++++ Items
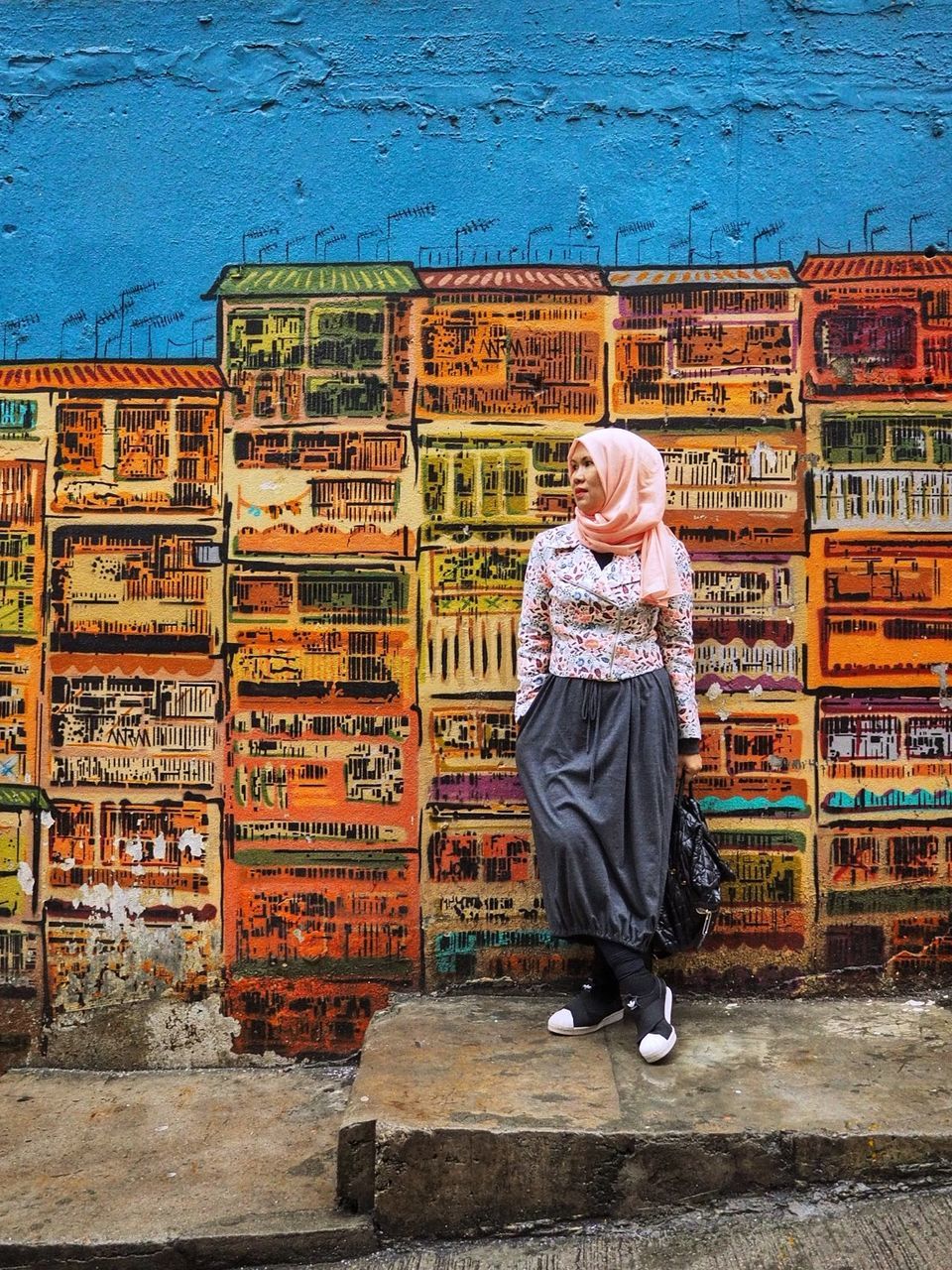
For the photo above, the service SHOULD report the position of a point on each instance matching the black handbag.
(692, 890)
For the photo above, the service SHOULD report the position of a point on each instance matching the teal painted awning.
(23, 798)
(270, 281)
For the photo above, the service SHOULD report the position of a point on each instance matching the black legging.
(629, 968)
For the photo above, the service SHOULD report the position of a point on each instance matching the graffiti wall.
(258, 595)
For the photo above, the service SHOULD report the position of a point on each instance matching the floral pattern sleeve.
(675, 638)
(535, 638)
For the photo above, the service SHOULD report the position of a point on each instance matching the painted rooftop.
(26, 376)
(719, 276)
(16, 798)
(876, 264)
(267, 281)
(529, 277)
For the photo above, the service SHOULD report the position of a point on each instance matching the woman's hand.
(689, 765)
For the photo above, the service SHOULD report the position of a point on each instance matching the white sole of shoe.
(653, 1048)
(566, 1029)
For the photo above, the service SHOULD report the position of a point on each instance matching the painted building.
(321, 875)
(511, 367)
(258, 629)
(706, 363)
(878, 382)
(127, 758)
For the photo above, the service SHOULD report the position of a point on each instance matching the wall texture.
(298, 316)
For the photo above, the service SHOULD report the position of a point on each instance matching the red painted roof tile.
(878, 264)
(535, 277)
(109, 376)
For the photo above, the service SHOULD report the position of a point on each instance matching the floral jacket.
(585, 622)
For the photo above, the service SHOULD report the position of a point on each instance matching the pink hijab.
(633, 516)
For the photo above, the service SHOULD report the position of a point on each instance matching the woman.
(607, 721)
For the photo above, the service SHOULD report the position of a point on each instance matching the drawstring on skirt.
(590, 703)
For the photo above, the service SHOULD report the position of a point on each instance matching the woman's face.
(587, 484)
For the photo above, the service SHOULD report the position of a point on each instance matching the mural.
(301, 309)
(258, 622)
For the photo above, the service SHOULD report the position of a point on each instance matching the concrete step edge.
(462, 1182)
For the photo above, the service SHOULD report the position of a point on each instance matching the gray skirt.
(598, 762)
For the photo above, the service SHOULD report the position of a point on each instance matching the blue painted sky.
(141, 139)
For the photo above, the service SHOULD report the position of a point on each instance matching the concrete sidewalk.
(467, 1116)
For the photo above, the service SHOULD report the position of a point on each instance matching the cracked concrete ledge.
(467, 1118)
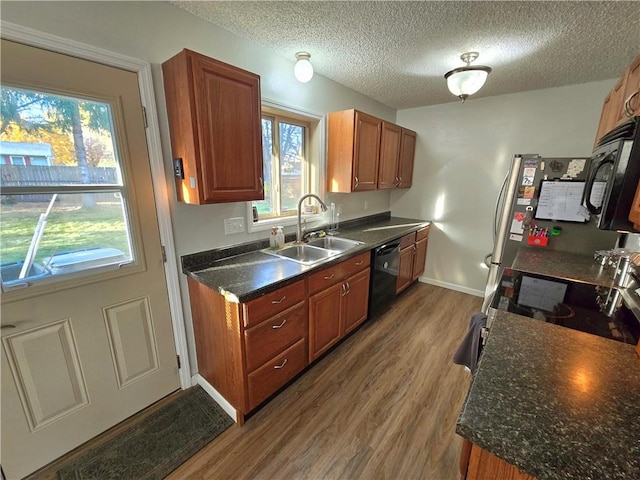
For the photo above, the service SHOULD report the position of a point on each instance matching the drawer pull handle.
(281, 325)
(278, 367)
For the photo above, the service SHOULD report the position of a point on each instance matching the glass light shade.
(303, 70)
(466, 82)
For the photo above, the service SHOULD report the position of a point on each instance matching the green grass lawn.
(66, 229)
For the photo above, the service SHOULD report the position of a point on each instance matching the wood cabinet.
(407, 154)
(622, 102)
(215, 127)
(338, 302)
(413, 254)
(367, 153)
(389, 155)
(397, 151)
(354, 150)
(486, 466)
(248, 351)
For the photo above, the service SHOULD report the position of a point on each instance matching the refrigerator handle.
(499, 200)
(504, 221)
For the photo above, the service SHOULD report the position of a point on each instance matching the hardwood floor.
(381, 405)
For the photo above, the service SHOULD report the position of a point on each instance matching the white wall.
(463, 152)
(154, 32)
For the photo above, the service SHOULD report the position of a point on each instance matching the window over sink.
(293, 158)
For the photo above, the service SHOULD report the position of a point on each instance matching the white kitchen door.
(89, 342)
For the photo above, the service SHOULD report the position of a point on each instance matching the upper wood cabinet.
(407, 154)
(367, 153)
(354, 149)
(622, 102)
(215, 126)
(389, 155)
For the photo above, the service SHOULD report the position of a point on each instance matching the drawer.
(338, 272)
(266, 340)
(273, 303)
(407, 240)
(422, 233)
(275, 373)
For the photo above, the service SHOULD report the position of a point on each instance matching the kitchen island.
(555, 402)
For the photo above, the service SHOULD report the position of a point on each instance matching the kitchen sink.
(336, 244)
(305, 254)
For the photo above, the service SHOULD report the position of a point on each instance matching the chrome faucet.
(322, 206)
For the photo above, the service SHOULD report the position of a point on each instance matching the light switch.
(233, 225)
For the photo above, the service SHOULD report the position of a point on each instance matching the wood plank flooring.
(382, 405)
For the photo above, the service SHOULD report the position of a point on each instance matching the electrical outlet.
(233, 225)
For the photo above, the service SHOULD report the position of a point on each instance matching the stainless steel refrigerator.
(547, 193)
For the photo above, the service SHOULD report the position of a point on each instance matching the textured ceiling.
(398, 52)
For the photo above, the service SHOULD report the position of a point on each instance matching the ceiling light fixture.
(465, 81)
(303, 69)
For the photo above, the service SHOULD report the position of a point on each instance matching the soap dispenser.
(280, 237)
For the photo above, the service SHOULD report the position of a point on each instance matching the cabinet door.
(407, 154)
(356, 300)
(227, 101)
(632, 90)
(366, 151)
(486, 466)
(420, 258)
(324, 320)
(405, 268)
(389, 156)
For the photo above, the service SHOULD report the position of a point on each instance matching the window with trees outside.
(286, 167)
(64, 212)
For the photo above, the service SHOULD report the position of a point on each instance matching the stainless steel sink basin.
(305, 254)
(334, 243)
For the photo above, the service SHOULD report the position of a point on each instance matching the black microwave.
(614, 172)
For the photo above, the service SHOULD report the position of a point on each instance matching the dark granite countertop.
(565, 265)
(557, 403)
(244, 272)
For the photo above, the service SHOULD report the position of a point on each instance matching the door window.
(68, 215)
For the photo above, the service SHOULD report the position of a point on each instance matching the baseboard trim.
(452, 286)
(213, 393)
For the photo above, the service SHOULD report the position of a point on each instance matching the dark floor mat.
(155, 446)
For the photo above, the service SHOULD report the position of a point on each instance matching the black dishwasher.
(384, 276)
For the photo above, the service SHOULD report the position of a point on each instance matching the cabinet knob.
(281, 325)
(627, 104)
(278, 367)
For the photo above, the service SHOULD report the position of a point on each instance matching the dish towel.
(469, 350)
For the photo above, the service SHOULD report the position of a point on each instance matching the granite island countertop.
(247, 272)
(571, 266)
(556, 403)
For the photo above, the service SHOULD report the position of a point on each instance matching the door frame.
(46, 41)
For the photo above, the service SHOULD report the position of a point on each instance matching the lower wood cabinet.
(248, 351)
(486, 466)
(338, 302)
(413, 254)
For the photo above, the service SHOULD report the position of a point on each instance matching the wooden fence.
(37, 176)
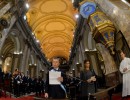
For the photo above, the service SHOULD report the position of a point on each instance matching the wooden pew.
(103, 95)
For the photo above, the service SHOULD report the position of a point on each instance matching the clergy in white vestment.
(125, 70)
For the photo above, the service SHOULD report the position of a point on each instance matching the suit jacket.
++++++++
→ Work instructions
Copy the data word for word. Pictures do not go in the copy.

→ Task solution
For the photo above, the service SHOULD report the position of a point on each instance matching the black handbag.
(692, 890)
For the photo above, the service SHOULD report the position of a point on each instance matching the teal painted awning.
(23, 798)
(270, 281)
For the photo above, the service SHOULD report the position of a point on each instance matching the black legging.
(629, 968)
For the photo above, the service SHOULD report the position of a point on each instance matching the graffiti wall.
(258, 595)
For the photo above, the service SHOULD report the position of a point on each instance matching the floral pattern sleeve.
(675, 638)
(535, 638)
For the photo above, the service SHOULD report the position of a point on each instance matching the painted rooftop.
(26, 376)
(719, 276)
(16, 798)
(876, 264)
(267, 281)
(529, 277)
For the photo above, the service SHOULD report the position of a point on each instance matching the woman's hand.
(689, 765)
For the photo above, the service SHOULD report the position of a point on each instance matching the white sole of shoe.
(653, 1048)
(566, 1029)
For the photo above, the service SHOULD report the position of a point on each instance matching the painted building.
(321, 875)
(511, 367)
(258, 629)
(706, 363)
(878, 382)
(127, 758)
For the photo above, the service SHOULD report the position of a point on each instance matching the wall texture.
(298, 316)
For the photo above, the service SHOULD report the position of a point on each instance matching the red painted roof tile.
(878, 264)
(535, 277)
(109, 376)
For the photo above, the service SHOULD report the position of a point on each instance matching the floral jacket.
(585, 622)
For the photo above, the service SHOULD report the position of a point on each instance matching the pink hijab.
(633, 516)
For the photo above, the service SHOULD report the position of a point on each instance matching the woman.
(607, 721)
For the photo above, the service SHOULD report the position of a point on each instance matching the drawstring on skirt.
(590, 703)
For the photo above, the service SHOULD report the position of a point on each instance matching the woman's face.
(587, 484)
For the photo above, the service SHOULD report the position of a point on each instance matching the mural.
(301, 309)
(258, 622)
For the photo above, the service SHOULD report the position of a point on each instance matching the concrete step edge.
(462, 1182)
For the photo above, the service SHOULD report the position of a point on each instance matching the gray skirt.
(598, 762)
For the photo above, the service SHOULD report the position of a point on each instance matching the blue painted sky.
(141, 139)
For the photo above, the service SHOULD report the position of a point on each instance matching the concrete sidewalk.
(467, 1116)
For the photo above, the service SHOULD report the position of a point on each instance matching the cracked concrete ledge.
(467, 1118)
For the photo above, the service SHOULD report the position of a point on each instance matching the drawer pull handle.
(281, 325)
(278, 367)
For the photo above, the service SHOULD report the position of a point on each instance matching the glass light shade.
(303, 70)
(466, 82)
For the photo above, the service SHOULD report the position of a point on each instance matching the green grass lawn.
(66, 229)
For the photo above, the service SHOULD report the position of a point on each instance matching the wood cabinet.
(407, 154)
(622, 102)
(215, 127)
(338, 302)
(413, 254)
(367, 153)
(389, 155)
(397, 151)
(354, 150)
(486, 466)
(248, 351)
For the photo above, the service SHOULD report the position of a point on each instance matching the refrigerator handle.
(499, 200)
(504, 221)
For the photo above, the service SHOULD report the position of a point on each instance matching the hardwood floor.
(381, 405)
For the photo above, the service SHOULD report the position of a point on each instance matching the white wall.
(463, 152)
(154, 32)
For the photo above, the service SHOULD report the position of a point on each instance matching the window over sink.
(293, 158)
For the photo above, the service SHOULD report the position of a point on each instance matching the white kitchen door.
(89, 342)
For the photo above, the service SHOULD report the position of a point on each instance matching the upper wood cabinet.
(407, 154)
(367, 153)
(354, 149)
(622, 102)
(215, 126)
(389, 155)
For the photo above, the service SHOULD report the position of a point on each instance matching the drawer.
(338, 272)
(266, 340)
(273, 303)
(407, 240)
(422, 233)
(275, 373)
For the photo above, the service SHOULD report the position of a point on each instance matching the kitchen island.
(555, 402)
For the photo above, the service SHOULD report the position of a point on each instance matching the kitchen sink.
(336, 244)
(305, 254)
For the photo above, the service SHOULD report the position of a point on each instance matching the chrome faucet.
(322, 206)
For the photo above, the service SHOULD report the position of a point on each instance matching the light switch.
(233, 225)
For the photo above, the service SHOULD report the position of a point on each instance matching the wood plank flooring.
(382, 405)
For the photo above, the service SHOULD report the position of a point on each instance matching the electrical outlet.
(233, 225)
For the photo above, the service SHOULD report the position of a point on each instance matching the stainless steel refrigerator.
(547, 193)
For the photo above, the service SHOULD report the position of a point on each instance matching the textured ceiling.
(398, 52)
For the photo above, the service SHOULD report the position of a point on each instance matching the ceiling light fixture.
(465, 81)
(303, 69)
For the photo above, the service SHOULD report the position of a point on each instance matching the soap dispenser.
(280, 237)
For the photo above, the service SHOULD report the position of a point on each instance matching the cabinet door.
(407, 154)
(356, 300)
(227, 101)
(632, 90)
(366, 151)
(486, 466)
(420, 258)
(324, 320)
(405, 268)
(389, 156)
For the photo above, the service SHOULD report the position of a point on each instance matching the window with trees outside.
(286, 167)
(64, 212)
For the photo above, the service SHOULD report the position of a point on each instance matching the stainless steel sink basin.
(305, 254)
(334, 243)
For the photo above, the service SHOULD report the position of a point on each instance matching the black microwave.
(614, 172)
For the photo above, the service SHOULD report the position of a point on each instance matching the dark granite countertop.
(565, 265)
(557, 403)
(244, 272)
For the photo above, the service SHOULD report the position of a point on each instance matching the door window.
(68, 215)
For the photo above, the service SHOULD report the position of a point on each instance matching the baseboard trim.
(452, 286)
(213, 393)
For the photo above, the service SHOULD report the position of a point on each instance matching the dark floor mat.
(155, 446)
For the photo above, the service SHOULD report the position of a point on each instance matching the black dishwasher.
(384, 276)
For the photo above, the service SHOULD report the position of a point on each instance matching the cabinet knob.
(281, 325)
(627, 104)
(278, 367)
For the photo above, the service SHOULD report the position of a point on each instance matching the dish towel.
(469, 350)
For the photo above, the service SHOULD report the position of a point on each instance matching the granite island countertop.
(247, 272)
(571, 266)
(556, 403)
For the photo above, the service SHOULD report the position of a point on each instance matching the door frame.
(46, 41)
For the photo above, the service SHOULD report the position of a point on each instance matching the lower wood cabinet.
(248, 351)
(486, 466)
(338, 302)
(413, 254)
For the photo above, the service SHOULD report the position of a point on each instance matching the wooden fence.
(37, 176)
For the photo above, the service SHOULD report the position of a point on each instance matching the wooden pew.
(103, 95)
For the photo above, the service SHOULD report the position of a point on each instance matching the clergy in white vestment.
(125, 70)
For the photo above, the service SHOULD report the position of a point on each instance matching the suit jacket.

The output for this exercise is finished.